#### [AIM OF THE EXERCISE]
Rewrite the lines of the records below as a numbered list, skipping blank lines. Leave out the pictures.

#### [PROVIDED MATERIAL]

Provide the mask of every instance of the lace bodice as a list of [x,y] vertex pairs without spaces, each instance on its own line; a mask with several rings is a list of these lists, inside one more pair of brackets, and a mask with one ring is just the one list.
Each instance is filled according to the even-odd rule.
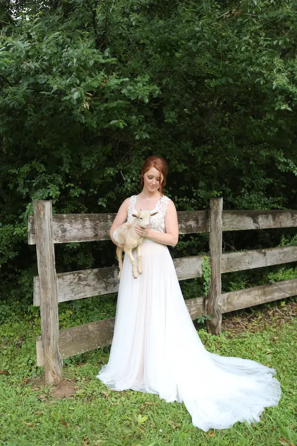
[[[129,206],[128,207],[128,218],[127,221],[128,223],[132,222],[134,217],[132,217],[133,212],[137,212],[135,209],[135,204],[137,200],[137,195],[132,195],[130,197]],[[165,195],[162,195],[160,200],[156,204],[153,211],[157,211],[157,214],[150,217],[149,222],[150,223],[150,228],[152,231],[155,231],[157,232],[165,232],[165,216],[167,211],[168,202],[170,201],[170,199]]]

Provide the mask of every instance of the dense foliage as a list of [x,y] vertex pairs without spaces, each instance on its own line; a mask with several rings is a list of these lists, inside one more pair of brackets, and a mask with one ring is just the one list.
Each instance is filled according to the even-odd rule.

#### [CORRECT RESPONSE]
1. Provide the mask of every instance of the lace bodice as a list of [x,y] vertex pairs without spaces, each instance on its own line; a mask with several rings is a list of these lists, inside one more pair of brackets, and a mask with one ring is just the one list.
2. Each instance is filled according to the even-odd rule.
3. [[[129,206],[128,207],[128,218],[127,221],[128,223],[132,222],[134,217],[132,217],[133,212],[137,212],[135,209],[135,204],[137,200],[137,195],[132,195],[130,197]],[[165,195],[162,195],[160,200],[156,204],[153,211],[157,211],[157,214],[150,217],[149,222],[150,223],[150,228],[152,231],[155,231],[157,232],[165,232],[165,216],[167,211],[168,202],[170,201],[170,199]]]
4. Provide the mask of every instance of the dense foliage as a list of [x,y] vertex pairs without spaces, each instance on its own line; a mask with several rings is a list of these lists, inside one more pair of brackets, and a mask with one ring is just the one list.
5. Each instance is filled according to the even-odd rule.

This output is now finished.